_SOURCE PASSAGE_
----

Module: Bitfab::Replay

Defined in:: lib/bitfab/replay.rb

Overview

Replay historical traces through a traced method and create a test run.

Class Method Summary collapse

.build_mock_tree(root) ⇒ Object

Walk the children of a root span tree node depth-first and build a lookup keyed by “#trace_function_key:#span_name:#call_index”.
.execute_item(item, receiver, method_name, test_run_id, input_source_span_id = nil, metrics = {}, input_source_trace_id: nil, mock_strategy: "none", mock_tree: nil, adapt_inputs: nil, adapt_ctx: nil) ⇒ Object

Execute a single replay item: deserialize inputs, call method with replay context.
.extract_server_item_metrics(server_item) ⇒ Object

Pull durationMs / tokens / model from the start-replay server item.
.extract_span_data(span) ⇒ Object

Extract input/output data from an external span’s rawData.
.process_items(http_client, server_items, receiver, method_name, test_run_id, max_concurrency, mock_strategy, adapt_inputs = nil) ⇒ Object

Process all replay items, optionally in parallel using threads.
.process_single_item(http_client, server_item, receiver, method_name, test_run_id, mock_strategy, adapt_inputs = nil) ⇒ Object

Fetch span data and execute a single replay item.
.run(client, receiver, method_name, trace_function_key:, limit: nil, trace_ids: nil, max_concurrency: 10, code_change_description: nil, code_change_files: nil, experiment_group_id: nil, mock: "none", adapt_inputs: nil) ⇒ Hash

Replay historical traces through a method and create a test run.

Class Method Details

.build_mock_tree(root) ⇒ `Object`

Walk the children of a root span tree node depth-first and build a lookup keyed by “#trace_function_key:#span_name:#call_index”.

The root node itself is excluded — at replay time the runtime root span never queries the mock tree.

The compound (key, name) match disambiguates same-key spans that come from the fluent ‘client.get_function(key).wrap(…)` pattern: every wrapped method shares trace_function_key but differs in span_name. The counter is per-(key, name) pair so repeated same-name calls (including recursion) still order by occurrence. Mirrors the Python and TypeScript SDKs after HVT-2078 — keying by trace_function_key alone caused the wrong historical output for fluent-API span sets.

# File 'lib/bitfab/replay.rb', line 287

def build_mock_tree(root)
  spans = {}
  counters = {}

  walk = lambda do |node|
    key = node["traceFunctionKey"]
    if key && !key.empty?
      name = node["spanName"]
      name = key if name.nil? || name.empty?
      counter_key = "#{key}:#{name}"
      index = counters[counter_key] || 0
      counters[counter_key] = index + 1
      spans["#{counter_key}:#{index}"] = {
        source_span_id: node["sourceSpanId"],
        output: node["output"],
        output_meta: node["outputMeta"]
      }
    end
    (node["children"] || []).each { |child| walk.call(child) }
  end

  (root["children"] || []).each { |child| walk.call(child) }

  spans
end

.execute_item(item, receiver, method_name, test_run_id, input_source_span_id = nil, metrics = {}, input_source_trace_id: nil, mock_strategy: "none", mock_tree: nil, adapt_inputs: nil, adapt_ctx: nil) ⇒ `Object`

Execute a single replay item: deserialize inputs, call method with replay context.

----

_ENTRIES_
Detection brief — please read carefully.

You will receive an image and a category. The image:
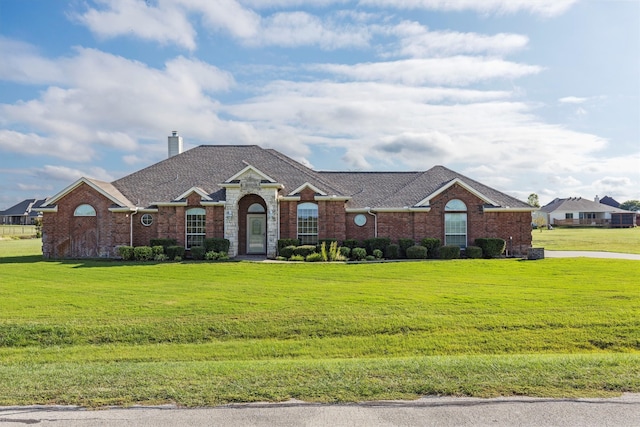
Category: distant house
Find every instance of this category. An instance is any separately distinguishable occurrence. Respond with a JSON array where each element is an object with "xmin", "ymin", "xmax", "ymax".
[
  {"xmin": 0, "ymin": 199, "xmax": 46, "ymax": 225},
  {"xmin": 540, "ymin": 197, "xmax": 636, "ymax": 227},
  {"xmin": 40, "ymin": 134, "xmax": 536, "ymax": 258}
]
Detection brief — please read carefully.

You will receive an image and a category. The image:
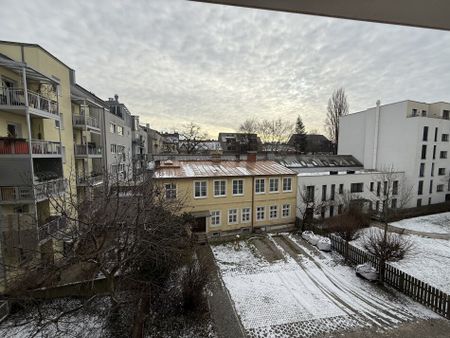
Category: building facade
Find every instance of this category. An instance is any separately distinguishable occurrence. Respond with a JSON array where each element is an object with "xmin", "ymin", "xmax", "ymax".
[
  {"xmin": 338, "ymin": 100, "xmax": 450, "ymax": 207},
  {"xmin": 155, "ymin": 157, "xmax": 297, "ymax": 237}
]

----

_SET TASK A_
In the Bitfab::Replay documentation, repeat everything from "Pull durationMs /" down to "single replay item.", copying it word for word.
_SET TASK B_
Condense the paragraph of the Bitfab::Replay documentation that opens with "The compound (key, name) match" into a short bulleted list that keeps its main facts.
The listing is separate material and does not belong to the Bitfab::Replay documentation.

_TASK OUTPUT A_
Pull durationMs / tokens / model from the start-replay server item.
.extract_span_data(span) ⇒ Object

Extract input/output data from an external span’s rawData.
.process_items(http_client, server_items, receiver, method_name, test_run_id, max_concurrency, mock_strategy, adapt_inputs = nil) ⇒ Object

Process all replay items, optionally in parallel using threads.
.process_single_item(http_client, server_item, receiver, method_name, test_run_id, mock_strategy, adapt_inputs = nil) ⇒ Object

Fetch span data and execute a single replay item.

_TASK OUTPUT B_
- Matching on both trace_function_key and span_name distinguishes spans that share a key, which occurs with the fluent client.get_function(key).wrap(…) pattern. There, every wrapped method shares trace_function_key but has a different span_name.
- The counter is kept per (key, name) pair, so repeated same-name calls, including recursion, are still ordered by occurrence.
- This mirrors the Python and TypeScript SDKs after HVT-2078. Keying by trace_function_key alone caused the wrong historical output for fluent-API span sets.